--- Record excerpts Enclosed Below ---

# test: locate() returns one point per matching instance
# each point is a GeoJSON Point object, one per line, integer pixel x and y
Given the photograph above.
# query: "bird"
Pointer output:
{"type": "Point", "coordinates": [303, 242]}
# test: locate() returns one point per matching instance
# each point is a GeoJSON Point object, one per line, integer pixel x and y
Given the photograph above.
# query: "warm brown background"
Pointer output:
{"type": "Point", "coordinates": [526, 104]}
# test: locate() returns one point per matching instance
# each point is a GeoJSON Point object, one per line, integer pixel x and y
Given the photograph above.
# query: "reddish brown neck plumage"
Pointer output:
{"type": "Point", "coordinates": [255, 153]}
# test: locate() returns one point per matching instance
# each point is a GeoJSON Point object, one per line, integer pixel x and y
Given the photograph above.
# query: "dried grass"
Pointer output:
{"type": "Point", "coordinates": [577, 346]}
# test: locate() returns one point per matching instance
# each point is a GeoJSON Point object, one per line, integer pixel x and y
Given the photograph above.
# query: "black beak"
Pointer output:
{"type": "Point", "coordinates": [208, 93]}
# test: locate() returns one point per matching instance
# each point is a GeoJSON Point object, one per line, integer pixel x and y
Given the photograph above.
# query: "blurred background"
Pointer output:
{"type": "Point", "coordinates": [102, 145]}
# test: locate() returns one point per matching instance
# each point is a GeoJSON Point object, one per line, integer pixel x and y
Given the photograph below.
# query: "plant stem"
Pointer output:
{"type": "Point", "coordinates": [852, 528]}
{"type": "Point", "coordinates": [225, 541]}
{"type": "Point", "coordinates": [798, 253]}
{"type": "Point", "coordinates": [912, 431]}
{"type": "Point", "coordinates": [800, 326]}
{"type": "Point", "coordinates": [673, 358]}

--- End of Enclosed Record excerpts ---

> **Task brief**:
Output the data exactly, in full.

> **Exercise output**:
# test: locate() returns one point per matching instance
# each point is a GeoJSON Point object, one per line, integer pixel x and y
Given the photograph above.
# query: "bird"
Pointer output:
{"type": "Point", "coordinates": [303, 242]}
# test: locate() returns one point per matching instance
# each point is a GeoJSON Point object, one per line, integer pixel x and y
Given the photograph above.
# query: "warm brown background"
Pointer output:
{"type": "Point", "coordinates": [526, 104]}
# test: locate() returns one point per matching instance
# each point is a GeoJSON Point object, one per line, integer pixel x and y
Given the photograph above.
# query: "reddish brown neck plumage"
Pointer output:
{"type": "Point", "coordinates": [255, 153]}
# test: locate() returns one point per matching instance
# each point is a GeoJSON Point object, one per line, integer pixel x and y
Given the photograph above.
# query: "dried grass"
Pointer output:
{"type": "Point", "coordinates": [577, 346]}
# test: locate() returns one point per matching instance
# each point is a GeoJSON Point object, one per line, integer pixel x and y
Given the photograph above.
# query: "black beak"
Pointer output:
{"type": "Point", "coordinates": [208, 93]}
# test: locate() returns one point per matching instance
# each point is a GeoJSON Point object, one per line, integer pixel x and y
Given the photograph above.
# query: "blurred background"
Pointer output:
{"type": "Point", "coordinates": [102, 145]}
# test: locate() returns one point per matching instance
# each point is a GeoJSON Point object, one per line, integer pixel x and y
Given the photograph below.
# query: "plant stem"
Pointer output:
{"type": "Point", "coordinates": [852, 528]}
{"type": "Point", "coordinates": [225, 541]}
{"type": "Point", "coordinates": [798, 253]}
{"type": "Point", "coordinates": [912, 431]}
{"type": "Point", "coordinates": [800, 326]}
{"type": "Point", "coordinates": [673, 358]}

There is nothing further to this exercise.